Continue the passage about hostility online and an overdeveloped sense of justice, starting after its final sentence.

Segment Start: Passage provided

Alan Jacobs has a different answer. He thinks it is because we have an over-developed sense of justice, that is not balanced or tempered by the virtues of humility and charity. It’s too simplistic to say that people are just angry or rude or self-righteous. Maybe they are. But this doesn’t explain what drives their anger or rudeness or self-righteousness.

What energises them is a sense of justice: “I’ve seen something that you haven’t, something that matters, something that could be lost.” But this zeal for justice can drown out every other human virtue, especially the virtues that make it possible to communicate that sense of justice to others, or to question whether one’s judgements about this possible injustice are correct.

now-famous cartoon on the xkcd “webcomics” site shows a stick figure typing away at his computer keyboard as a voice from outside the frame says, “Are you coming to bed?” The figure replies: “I can’t. This is important. . . . Someone is wrong on the Internet.” I have thought a lot about why people get so hostile online, and I have come to believe it is primarily because we live in a society with a hypertrophied sense of justice and an atrophied sense of humility and charity, to put the matter in terms of the classic virtues.

Segment End: Passage provided
Segment Start: Provided information

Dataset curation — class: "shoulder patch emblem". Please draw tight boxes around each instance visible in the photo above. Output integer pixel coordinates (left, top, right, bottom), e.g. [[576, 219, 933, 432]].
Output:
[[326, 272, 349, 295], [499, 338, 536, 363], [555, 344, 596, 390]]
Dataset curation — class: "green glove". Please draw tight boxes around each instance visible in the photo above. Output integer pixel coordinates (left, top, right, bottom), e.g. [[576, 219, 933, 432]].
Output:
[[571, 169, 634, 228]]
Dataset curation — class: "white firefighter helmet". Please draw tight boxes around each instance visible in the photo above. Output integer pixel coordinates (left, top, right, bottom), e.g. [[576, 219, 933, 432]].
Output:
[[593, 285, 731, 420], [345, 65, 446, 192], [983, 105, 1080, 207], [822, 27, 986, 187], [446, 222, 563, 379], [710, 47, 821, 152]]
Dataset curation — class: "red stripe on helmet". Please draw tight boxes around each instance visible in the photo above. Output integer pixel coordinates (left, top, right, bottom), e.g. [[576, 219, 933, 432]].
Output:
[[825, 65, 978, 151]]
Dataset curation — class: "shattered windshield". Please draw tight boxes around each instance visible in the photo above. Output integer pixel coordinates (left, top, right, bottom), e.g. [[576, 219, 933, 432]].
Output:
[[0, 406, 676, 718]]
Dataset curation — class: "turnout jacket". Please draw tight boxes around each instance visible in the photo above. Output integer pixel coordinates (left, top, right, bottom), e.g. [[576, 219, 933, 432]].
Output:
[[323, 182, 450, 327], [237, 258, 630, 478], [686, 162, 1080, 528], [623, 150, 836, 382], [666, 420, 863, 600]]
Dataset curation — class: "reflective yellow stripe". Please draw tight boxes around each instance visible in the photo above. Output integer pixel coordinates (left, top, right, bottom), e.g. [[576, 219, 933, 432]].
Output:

Segment End: Provided information

■ Response box:
Late modernity’s sense of itself is built upon achievements in justice. This is especially true of Americans. When we look back over the past century, what do we take pride in? Suffrage for women, the defeat of fascism, Brown vs. Board of Education, civil rights and especially voting rights for African-Americans. If you’re on one side of the political spectrum, you might add the demise of the Soviet empire; if you’re on the other side, you might add the expansion of rights for gays and lesbians. (Or you might add both.) The key point is that all of these are achievements in justice…

As we have come to focus our attention ever more on politics and the arts of public justice, we have increasingly defined our private, familial, and communal lives in similar terms. The pursuit of justice has come to define acts and experiences that once were governed largely by other virtues. It is this particular transformation that Wendell Berry was lamenting when he wrote, “Marriage, in what is evidently its most popular version, is now on the one hand an intimate ‘relationship’ involving (ideally) two successful careerists in the same bed, and on the other hand a sort of private political system in which rights and interests must be constantly asserted and defended. Marriage, in other words, has now taken the form of divorce: a prolonged and impassioned negotiation as to how things shall be divided.” That is, it has become a matter of justice rather than of love, an assertion of rights rather than a self-giving.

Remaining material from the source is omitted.